**Do this**: Rewrite all the lines of these records below, requests included, with every keypoint coordinate in the answers multiplied by 1.05 and rounded to the nearest whole number, halves rounding up. Leave the pictures out of your answer.

**Exercise materials**:
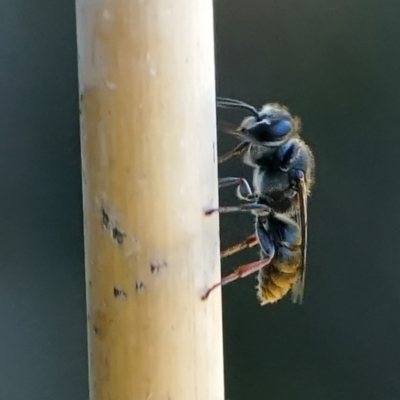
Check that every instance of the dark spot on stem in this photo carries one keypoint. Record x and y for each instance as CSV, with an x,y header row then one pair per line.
x,y
105,218
119,293
118,235
139,286
157,264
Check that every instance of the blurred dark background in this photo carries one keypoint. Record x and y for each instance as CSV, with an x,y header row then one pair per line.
x,y
336,64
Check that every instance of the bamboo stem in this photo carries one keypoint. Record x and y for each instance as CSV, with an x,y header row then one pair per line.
x,y
146,71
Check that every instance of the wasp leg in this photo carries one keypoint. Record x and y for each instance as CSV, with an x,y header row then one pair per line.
x,y
240,272
243,191
240,208
237,151
248,242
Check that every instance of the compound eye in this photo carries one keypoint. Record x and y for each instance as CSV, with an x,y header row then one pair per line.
x,y
281,128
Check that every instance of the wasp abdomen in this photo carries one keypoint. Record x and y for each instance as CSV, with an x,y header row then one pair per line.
x,y
275,281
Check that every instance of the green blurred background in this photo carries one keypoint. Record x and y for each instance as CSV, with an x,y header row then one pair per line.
x,y
336,64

**Final answer**:
Check that every instance of the dark spot on stem in this photo carries one keypoint. Record x and y for each instance as CSV, with an x,y header row then one pair per line.
x,y
110,229
125,308
124,247
146,300
165,277
Check that every instance of the blurred dark background in this photo carries one keypoint. Record x and y for each instance as CSV, with an x,y header row then one pair per line.
x,y
353,67
Check that every instance of the bamboo stem in this photo carries one keypoint. Record x and y for each instance as CSV, with an x,y header row then one pair per line.
x,y
153,75
Check that every instance of the wasp leg in this photo carries one keypoint. Record x and y for each instance as CSV, with an x,y header row then one pair per line.
x,y
252,286
255,201
252,218
249,159
260,254
Check that every instance of the compound eye in this photo carries one keypoint. Record x and y for each instance as CSV, with an x,y header row then one pair per line.
x,y
295,134
Check that every instance of the wasp abdomen in this photo carries one keypoint. Record x and y for each instance as CSV, with an x,y header row then one pair per line.
x,y
289,295
Check that every instance of the green blurred background in this photo carries one keypoint. Record x and y for each instance as CSV, with an x,y header row then one pair per line.
x,y
353,67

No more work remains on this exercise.